--- start Entries ---

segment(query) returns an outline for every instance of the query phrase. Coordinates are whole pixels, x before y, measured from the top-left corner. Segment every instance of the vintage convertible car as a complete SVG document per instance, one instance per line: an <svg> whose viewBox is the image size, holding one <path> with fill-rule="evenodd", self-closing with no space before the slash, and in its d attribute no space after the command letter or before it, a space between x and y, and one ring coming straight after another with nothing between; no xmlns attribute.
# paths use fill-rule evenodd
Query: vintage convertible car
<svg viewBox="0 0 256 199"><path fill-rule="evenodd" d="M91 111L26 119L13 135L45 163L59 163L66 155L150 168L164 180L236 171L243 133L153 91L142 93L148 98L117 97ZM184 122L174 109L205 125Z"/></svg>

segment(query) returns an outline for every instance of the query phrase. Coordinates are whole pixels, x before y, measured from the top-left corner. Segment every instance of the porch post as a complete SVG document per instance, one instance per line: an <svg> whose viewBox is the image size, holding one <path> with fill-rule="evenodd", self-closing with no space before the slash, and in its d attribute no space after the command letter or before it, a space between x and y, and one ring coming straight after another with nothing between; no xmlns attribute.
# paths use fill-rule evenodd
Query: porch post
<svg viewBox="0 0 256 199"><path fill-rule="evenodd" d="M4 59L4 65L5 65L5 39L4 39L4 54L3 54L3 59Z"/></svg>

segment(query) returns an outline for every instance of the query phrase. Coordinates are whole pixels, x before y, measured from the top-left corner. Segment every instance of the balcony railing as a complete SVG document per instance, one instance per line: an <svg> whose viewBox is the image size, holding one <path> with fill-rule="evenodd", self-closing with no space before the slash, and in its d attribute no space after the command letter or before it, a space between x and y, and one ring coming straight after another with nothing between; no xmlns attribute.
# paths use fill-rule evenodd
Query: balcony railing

--- end Entries ---

◆ Set exercise
Turn every line of the entries above into a numbered list, leaving out the blank lines.

◆ Solved exercise
1. segment(query) returns an outline for every instance of the query phrase. Coordinates are whole pixels, x before y, measured from the top-left corner. Segment every instance of the vintage convertible car as a complete SVG document per instance, one instance per line: an <svg> whose viewBox is the image size, holding one <path> with fill-rule="evenodd", self-closing with no space before the slash, and in its d attribute no space after the command letter or before it, a space between x and y, and one ring coming straight after another with nothing between; no xmlns attribute.
2. # paths use fill-rule evenodd
3. Query: vintage convertible car
4. <svg viewBox="0 0 256 199"><path fill-rule="evenodd" d="M91 111L26 119L13 135L45 163L59 163L66 155L150 168L164 180L236 171L243 133L153 91L142 93L148 98L117 97ZM184 122L174 109L205 125Z"/></svg>
5. segment(query) returns an outline for every instance of the query phrase. Coordinates are whole pixels, x before y, measured from the top-left corner. Segment every instance of the porch post as a complete SVG document per instance, one instance per line: an <svg> whose viewBox is the image size, holding one <path> with fill-rule="evenodd", self-closing with no space before the slash, and in its d attribute no space after the command letter or before it, a space between x and y, and one ring coming straight after another with nothing between; no xmlns attribute.
6. # paths use fill-rule evenodd
7. Query: porch post
8. <svg viewBox="0 0 256 199"><path fill-rule="evenodd" d="M4 59L4 65L5 65L5 39L4 39L4 54L3 54L3 59Z"/></svg>
9. segment(query) returns an outline for every instance of the query phrase. Coordinates are whole pixels, x before y, measured from the top-left corner. Segment every instance of the balcony railing as a complete SVG document per instance, one instance per line: an <svg> whose viewBox is the image size, holding one <path> with fill-rule="evenodd", self-closing with no space before the slash, and in its d attribute no space after the command letter or before it, a space between x and y, and one ring coming straight after another with nothing between; no xmlns attribute.
10. # paths use fill-rule evenodd
11. Query: balcony railing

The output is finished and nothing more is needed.